Stored items:
+===+

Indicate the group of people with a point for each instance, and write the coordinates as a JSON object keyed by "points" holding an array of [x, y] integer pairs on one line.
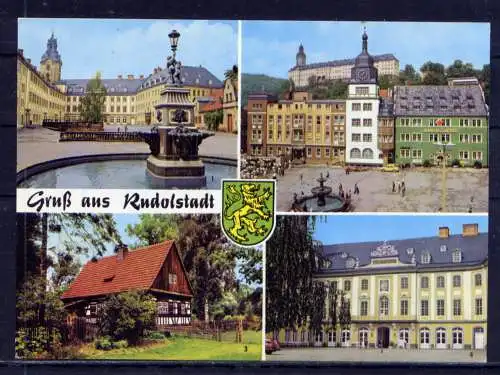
{"points": [[401, 187]]}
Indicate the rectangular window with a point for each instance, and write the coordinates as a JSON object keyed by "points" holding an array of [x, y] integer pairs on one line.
{"points": [[404, 307], [424, 307], [440, 307], [384, 285], [347, 285], [479, 306], [457, 307], [364, 308], [404, 282]]}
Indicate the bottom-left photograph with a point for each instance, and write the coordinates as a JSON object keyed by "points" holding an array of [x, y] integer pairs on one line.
{"points": [[135, 287]]}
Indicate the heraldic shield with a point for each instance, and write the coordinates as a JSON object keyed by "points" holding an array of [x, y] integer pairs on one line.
{"points": [[248, 210]]}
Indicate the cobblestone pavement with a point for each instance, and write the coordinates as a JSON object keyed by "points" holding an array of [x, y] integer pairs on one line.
{"points": [[423, 188], [374, 355], [39, 145]]}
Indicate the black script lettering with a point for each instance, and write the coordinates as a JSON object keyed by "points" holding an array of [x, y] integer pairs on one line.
{"points": [[95, 202], [39, 201]]}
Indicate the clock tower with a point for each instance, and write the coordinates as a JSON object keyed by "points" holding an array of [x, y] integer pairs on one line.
{"points": [[362, 106]]}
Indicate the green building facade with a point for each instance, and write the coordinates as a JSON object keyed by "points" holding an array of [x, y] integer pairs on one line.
{"points": [[428, 117]]}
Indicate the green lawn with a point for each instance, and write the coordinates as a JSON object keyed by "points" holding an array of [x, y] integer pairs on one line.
{"points": [[187, 348]]}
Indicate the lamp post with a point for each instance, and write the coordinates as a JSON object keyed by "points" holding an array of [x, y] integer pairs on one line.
{"points": [[444, 146]]}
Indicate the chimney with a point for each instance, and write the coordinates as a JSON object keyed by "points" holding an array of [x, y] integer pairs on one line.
{"points": [[470, 230], [444, 232], [122, 252]]}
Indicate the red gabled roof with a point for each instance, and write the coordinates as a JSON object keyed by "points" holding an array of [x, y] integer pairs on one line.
{"points": [[108, 275]]}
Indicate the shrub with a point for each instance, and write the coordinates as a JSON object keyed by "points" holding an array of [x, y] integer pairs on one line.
{"points": [[155, 335], [127, 316]]}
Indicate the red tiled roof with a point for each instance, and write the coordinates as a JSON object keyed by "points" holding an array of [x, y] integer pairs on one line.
{"points": [[109, 275]]}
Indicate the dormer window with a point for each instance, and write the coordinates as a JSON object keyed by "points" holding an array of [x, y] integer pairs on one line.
{"points": [[425, 258], [456, 256]]}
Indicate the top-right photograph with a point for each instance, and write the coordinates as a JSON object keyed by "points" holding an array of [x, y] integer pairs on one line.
{"points": [[367, 116]]}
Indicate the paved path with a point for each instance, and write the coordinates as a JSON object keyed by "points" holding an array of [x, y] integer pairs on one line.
{"points": [[423, 188], [374, 355], [39, 145]]}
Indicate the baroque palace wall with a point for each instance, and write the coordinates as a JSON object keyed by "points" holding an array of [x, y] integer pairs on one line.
{"points": [[43, 94]]}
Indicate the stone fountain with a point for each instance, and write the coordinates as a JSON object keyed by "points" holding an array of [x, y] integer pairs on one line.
{"points": [[321, 200], [174, 143]]}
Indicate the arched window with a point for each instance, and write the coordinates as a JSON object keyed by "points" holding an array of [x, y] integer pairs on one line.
{"points": [[367, 153], [440, 338], [383, 306], [355, 153]]}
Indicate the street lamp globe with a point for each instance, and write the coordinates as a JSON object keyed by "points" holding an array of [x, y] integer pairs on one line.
{"points": [[174, 38]]}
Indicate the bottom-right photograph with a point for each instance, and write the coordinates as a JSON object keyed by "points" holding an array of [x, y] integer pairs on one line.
{"points": [[391, 288]]}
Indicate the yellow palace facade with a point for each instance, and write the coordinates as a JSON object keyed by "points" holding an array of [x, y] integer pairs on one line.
{"points": [[43, 94], [423, 293]]}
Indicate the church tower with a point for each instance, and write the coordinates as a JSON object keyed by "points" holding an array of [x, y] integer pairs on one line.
{"points": [[362, 106], [51, 63], [301, 56]]}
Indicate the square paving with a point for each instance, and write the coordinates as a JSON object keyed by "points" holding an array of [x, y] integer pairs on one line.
{"points": [[423, 188], [375, 355]]}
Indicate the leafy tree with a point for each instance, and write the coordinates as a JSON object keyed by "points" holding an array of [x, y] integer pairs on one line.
{"points": [[153, 229], [126, 316], [92, 109], [291, 257], [213, 119], [459, 69], [433, 74]]}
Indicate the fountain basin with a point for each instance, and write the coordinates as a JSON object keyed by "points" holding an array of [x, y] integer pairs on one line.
{"points": [[112, 171]]}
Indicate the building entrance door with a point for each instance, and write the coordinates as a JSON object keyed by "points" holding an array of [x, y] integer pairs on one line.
{"points": [[383, 337], [478, 338]]}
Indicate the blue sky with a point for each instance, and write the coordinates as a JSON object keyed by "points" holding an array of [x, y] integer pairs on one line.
{"points": [[124, 47], [270, 47], [365, 228]]}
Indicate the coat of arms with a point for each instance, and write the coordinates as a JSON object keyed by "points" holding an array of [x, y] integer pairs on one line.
{"points": [[248, 212]]}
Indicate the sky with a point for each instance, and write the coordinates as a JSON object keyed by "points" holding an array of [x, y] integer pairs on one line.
{"points": [[124, 47], [340, 229], [270, 47]]}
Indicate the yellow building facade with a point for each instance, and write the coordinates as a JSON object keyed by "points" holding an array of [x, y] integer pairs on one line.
{"points": [[425, 293], [43, 94]]}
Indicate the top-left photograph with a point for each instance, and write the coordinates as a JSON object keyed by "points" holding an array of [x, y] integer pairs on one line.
{"points": [[126, 104]]}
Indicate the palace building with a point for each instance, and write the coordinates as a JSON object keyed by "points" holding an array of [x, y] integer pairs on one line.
{"points": [[370, 126], [302, 72], [44, 94], [420, 293]]}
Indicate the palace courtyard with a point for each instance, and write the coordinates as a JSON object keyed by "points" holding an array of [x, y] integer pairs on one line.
{"points": [[375, 355], [423, 188]]}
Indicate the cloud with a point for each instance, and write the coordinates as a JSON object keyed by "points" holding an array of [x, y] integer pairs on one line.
{"points": [[130, 47]]}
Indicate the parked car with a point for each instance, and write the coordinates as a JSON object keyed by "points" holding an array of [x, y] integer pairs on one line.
{"points": [[390, 168]]}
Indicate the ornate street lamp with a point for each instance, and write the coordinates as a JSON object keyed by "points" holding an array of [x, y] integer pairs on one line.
{"points": [[444, 157], [174, 39]]}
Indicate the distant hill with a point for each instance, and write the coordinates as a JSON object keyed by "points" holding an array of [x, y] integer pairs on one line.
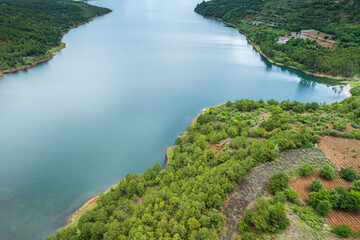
{"points": [[265, 21], [29, 29]]}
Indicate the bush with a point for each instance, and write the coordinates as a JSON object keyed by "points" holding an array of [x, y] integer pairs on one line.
{"points": [[315, 197], [323, 208], [342, 230], [305, 169], [278, 182], [327, 172], [315, 185], [292, 195], [267, 216], [280, 197], [348, 173], [243, 227], [247, 236], [356, 186]]}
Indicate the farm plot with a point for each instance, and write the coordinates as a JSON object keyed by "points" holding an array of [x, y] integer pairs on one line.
{"points": [[301, 184], [338, 217], [342, 151], [254, 184]]}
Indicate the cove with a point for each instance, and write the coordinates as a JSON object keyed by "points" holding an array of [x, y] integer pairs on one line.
{"points": [[125, 87]]}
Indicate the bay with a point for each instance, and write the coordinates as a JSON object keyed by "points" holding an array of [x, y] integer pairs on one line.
{"points": [[125, 87]]}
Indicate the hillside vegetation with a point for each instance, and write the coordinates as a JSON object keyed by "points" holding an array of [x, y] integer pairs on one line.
{"points": [[265, 21], [30, 28], [184, 200]]}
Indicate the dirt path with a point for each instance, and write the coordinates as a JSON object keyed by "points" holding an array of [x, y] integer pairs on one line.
{"points": [[254, 184]]}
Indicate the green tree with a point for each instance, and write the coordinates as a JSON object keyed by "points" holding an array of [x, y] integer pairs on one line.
{"points": [[193, 224], [342, 230], [323, 208], [305, 169], [292, 195], [348, 173], [278, 182], [327, 172], [356, 186], [315, 185]]}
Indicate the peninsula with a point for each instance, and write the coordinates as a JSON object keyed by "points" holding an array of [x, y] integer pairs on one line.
{"points": [[31, 30], [317, 37]]}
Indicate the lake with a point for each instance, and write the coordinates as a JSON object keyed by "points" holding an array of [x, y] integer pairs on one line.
{"points": [[109, 104]]}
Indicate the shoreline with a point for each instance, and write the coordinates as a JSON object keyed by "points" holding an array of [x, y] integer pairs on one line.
{"points": [[342, 80], [51, 51], [91, 202]]}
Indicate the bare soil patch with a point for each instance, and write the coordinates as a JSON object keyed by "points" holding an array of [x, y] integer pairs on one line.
{"points": [[342, 151], [254, 184], [301, 184], [338, 216]]}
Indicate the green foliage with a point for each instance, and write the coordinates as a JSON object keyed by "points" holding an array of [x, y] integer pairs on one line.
{"points": [[292, 195], [327, 172], [311, 218], [348, 173], [265, 21], [247, 236], [355, 91], [243, 227], [280, 197], [342, 230], [30, 28], [278, 182], [305, 169], [323, 208], [268, 216], [183, 200], [315, 185], [356, 186]]}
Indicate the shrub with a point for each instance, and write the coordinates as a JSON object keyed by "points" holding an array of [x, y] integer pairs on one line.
{"points": [[247, 236], [346, 201], [278, 182], [267, 216], [292, 195], [342, 230], [356, 186], [280, 197], [315, 185], [323, 208], [305, 169], [327, 172], [315, 197], [348, 173], [243, 227]]}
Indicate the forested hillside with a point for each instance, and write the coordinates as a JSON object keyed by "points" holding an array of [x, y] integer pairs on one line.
{"points": [[184, 200], [30, 28], [333, 49]]}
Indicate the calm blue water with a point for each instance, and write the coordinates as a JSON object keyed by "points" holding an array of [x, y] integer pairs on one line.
{"points": [[125, 87]]}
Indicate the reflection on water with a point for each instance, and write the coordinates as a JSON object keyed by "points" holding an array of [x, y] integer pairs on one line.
{"points": [[125, 87]]}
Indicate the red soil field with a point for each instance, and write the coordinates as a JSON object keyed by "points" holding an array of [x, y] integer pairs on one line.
{"points": [[336, 150], [338, 217], [301, 184]]}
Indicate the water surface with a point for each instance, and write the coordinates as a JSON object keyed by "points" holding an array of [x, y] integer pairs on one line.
{"points": [[125, 87]]}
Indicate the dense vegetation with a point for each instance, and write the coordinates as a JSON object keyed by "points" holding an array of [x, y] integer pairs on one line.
{"points": [[183, 201], [30, 28], [265, 21]]}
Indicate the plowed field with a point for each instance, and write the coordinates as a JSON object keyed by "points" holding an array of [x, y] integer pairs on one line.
{"points": [[301, 184], [338, 217], [341, 151]]}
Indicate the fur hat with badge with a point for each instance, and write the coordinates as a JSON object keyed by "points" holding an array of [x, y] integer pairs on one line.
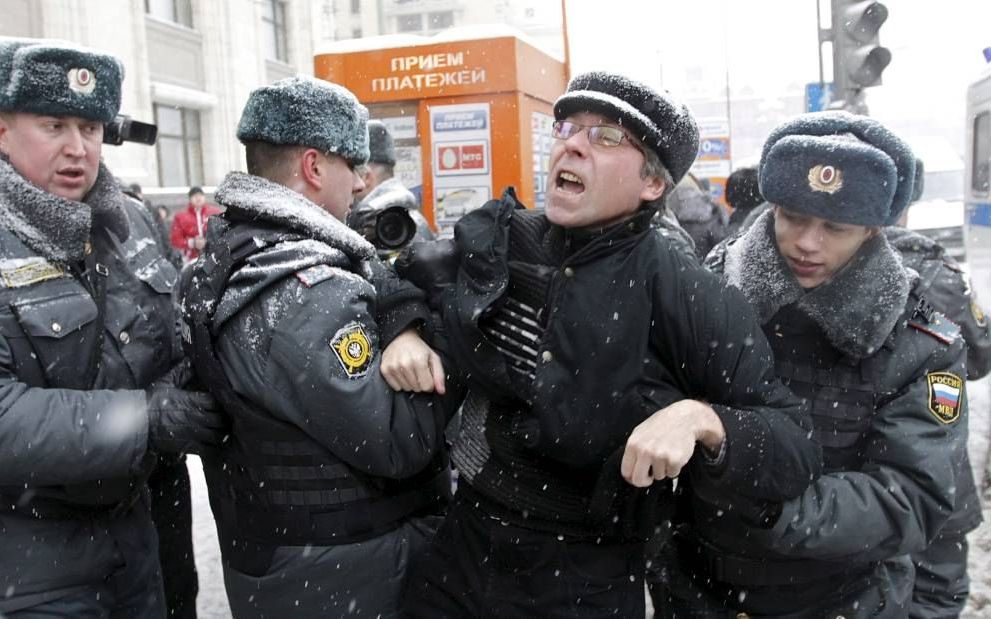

+===+

Only the lines from the line with "Indicate the red soil" through the closing line of the data, both included, should be set down, exactly as written and without pictures.

### Worked solution
Indicate the red soil field with a point for each instance, and write the coordinates as a JSON object keyed by "points" holding an array of [x, y] integer pairs on one line.
{"points": [[336, 150], [338, 217], [301, 184]]}
Indicate the water surface with a point for each instance, and write the coordinates as a JSON object keyed by "points" holding an array of [x, y] integer pairs on one line.
{"points": [[125, 87]]}
Indicate the dense vegetation with a point for each instance, and write the coordinates as a JSON object keyed by "points" holding an array of [x, y] integer pairs on one line.
{"points": [[183, 201], [30, 28], [265, 21]]}
Indicate the plowed field with a point for each instance, and write the coordinates as a JSON object keyed by "points" holding an array of [x, y] integer pairs on one line.
{"points": [[301, 184], [338, 217], [341, 151]]}
Indicate the fur hat with badge with a point for each instance, and write the coordinates as a JSON object keyed by "points" holding an array of [x, y] integer pairs on one line.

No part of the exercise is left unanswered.